• Data provided:
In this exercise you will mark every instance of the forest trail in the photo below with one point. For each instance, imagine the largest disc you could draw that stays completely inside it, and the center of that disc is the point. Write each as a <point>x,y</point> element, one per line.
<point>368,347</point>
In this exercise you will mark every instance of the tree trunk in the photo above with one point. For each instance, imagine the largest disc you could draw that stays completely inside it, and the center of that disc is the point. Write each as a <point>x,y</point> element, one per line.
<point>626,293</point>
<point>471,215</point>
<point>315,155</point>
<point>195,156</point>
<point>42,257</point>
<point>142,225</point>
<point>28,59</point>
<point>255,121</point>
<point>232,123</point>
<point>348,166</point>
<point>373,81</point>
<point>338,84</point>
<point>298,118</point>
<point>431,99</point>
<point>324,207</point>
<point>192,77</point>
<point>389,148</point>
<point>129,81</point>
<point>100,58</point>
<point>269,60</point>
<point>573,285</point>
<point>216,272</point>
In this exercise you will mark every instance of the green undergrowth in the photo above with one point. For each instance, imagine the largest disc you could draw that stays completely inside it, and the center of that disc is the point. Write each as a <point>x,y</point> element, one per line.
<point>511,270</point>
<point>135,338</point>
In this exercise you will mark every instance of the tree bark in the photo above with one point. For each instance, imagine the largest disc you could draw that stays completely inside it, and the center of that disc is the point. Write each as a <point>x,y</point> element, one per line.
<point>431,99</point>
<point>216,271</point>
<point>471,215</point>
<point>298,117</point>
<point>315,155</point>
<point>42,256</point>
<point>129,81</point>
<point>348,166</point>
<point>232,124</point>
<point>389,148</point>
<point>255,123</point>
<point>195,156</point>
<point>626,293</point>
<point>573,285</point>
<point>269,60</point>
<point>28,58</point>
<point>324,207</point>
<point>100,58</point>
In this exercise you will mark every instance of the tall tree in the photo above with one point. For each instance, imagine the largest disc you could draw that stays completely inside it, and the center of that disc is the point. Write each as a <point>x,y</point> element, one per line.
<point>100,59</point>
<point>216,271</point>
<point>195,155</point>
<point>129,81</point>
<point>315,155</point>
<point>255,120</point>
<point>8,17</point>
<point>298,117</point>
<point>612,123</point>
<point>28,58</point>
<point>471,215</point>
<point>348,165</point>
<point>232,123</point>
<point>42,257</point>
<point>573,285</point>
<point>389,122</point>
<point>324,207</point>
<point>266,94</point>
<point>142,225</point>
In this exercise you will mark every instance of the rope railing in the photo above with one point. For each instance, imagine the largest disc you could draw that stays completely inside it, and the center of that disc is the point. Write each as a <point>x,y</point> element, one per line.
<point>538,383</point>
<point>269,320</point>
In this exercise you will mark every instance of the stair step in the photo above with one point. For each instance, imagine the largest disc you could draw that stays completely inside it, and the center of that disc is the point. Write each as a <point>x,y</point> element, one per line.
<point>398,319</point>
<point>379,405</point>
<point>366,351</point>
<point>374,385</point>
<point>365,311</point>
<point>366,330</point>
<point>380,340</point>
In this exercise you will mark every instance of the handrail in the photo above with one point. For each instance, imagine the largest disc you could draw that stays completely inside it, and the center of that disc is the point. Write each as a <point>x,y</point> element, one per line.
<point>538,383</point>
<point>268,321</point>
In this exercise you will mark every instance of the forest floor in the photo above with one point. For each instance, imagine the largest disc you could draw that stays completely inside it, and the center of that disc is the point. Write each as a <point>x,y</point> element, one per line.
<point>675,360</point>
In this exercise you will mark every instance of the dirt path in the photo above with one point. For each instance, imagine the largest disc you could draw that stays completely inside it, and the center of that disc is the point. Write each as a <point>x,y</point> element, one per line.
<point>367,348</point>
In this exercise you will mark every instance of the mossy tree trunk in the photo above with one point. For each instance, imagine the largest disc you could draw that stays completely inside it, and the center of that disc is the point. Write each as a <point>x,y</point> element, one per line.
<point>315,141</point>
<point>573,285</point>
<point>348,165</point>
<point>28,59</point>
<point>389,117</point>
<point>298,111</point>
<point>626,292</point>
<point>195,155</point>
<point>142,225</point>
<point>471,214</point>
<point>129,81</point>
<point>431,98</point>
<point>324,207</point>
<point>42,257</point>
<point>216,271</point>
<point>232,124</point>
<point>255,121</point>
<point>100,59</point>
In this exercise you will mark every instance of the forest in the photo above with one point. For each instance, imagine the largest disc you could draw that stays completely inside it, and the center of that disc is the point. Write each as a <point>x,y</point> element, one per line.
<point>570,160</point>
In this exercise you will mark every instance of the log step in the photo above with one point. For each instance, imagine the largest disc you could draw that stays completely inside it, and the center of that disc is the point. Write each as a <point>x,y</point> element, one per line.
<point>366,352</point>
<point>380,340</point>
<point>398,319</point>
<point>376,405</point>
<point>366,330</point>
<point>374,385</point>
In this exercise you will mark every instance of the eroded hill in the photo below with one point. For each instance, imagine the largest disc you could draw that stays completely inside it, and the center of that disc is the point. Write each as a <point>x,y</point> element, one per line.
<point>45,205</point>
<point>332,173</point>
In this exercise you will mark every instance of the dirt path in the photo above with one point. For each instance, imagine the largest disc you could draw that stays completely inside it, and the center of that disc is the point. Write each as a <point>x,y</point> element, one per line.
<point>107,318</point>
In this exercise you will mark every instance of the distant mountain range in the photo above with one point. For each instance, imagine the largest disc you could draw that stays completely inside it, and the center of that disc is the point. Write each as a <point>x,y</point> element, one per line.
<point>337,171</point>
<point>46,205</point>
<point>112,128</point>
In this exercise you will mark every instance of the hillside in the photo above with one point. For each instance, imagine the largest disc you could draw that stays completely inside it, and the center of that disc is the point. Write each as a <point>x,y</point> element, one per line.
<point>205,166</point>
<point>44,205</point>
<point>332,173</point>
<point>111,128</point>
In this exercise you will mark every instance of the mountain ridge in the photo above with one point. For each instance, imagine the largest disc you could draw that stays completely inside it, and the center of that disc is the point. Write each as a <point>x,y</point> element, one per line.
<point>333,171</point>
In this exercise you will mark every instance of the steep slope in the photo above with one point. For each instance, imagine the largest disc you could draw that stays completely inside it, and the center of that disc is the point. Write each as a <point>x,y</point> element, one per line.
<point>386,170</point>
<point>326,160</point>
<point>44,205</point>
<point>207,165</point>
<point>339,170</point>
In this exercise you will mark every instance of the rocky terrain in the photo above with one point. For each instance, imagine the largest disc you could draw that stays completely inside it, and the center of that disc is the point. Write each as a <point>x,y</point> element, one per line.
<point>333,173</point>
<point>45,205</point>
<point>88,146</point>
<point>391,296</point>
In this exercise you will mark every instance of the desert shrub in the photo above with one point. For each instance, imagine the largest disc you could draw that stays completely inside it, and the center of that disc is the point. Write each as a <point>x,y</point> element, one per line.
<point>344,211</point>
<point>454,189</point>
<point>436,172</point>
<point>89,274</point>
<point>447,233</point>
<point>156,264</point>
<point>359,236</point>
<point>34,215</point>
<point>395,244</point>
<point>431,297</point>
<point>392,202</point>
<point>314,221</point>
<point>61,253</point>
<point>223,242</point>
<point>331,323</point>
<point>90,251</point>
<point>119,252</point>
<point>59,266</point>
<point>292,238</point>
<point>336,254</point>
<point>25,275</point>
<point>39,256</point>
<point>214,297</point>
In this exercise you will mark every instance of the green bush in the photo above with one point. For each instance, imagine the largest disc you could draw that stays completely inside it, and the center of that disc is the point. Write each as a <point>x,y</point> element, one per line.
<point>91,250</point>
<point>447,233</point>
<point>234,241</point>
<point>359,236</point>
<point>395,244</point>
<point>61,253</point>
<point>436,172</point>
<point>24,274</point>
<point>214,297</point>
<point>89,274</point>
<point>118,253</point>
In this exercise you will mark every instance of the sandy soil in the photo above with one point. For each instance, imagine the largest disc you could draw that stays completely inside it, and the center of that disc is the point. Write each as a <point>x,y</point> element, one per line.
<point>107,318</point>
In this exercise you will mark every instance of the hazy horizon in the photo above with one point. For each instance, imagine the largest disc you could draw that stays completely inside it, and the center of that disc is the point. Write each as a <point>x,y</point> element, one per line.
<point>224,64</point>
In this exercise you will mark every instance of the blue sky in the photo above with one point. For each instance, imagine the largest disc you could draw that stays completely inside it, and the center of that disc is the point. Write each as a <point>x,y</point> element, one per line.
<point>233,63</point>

• What this task involves:
The reply must hold exactly the lines from the one containing "In this exercise you will mark every instance of the blue" to the last line of the entries, and nothing more.

• Task answer:
In this exercise you will mark every instance of the blue sky in the photo above with one point. For each instance, imagine the largest disc you could draw that stays completely inside it, and the center of that disc is the point. Write each as a <point>x,y</point> element, one per line.
<point>233,63</point>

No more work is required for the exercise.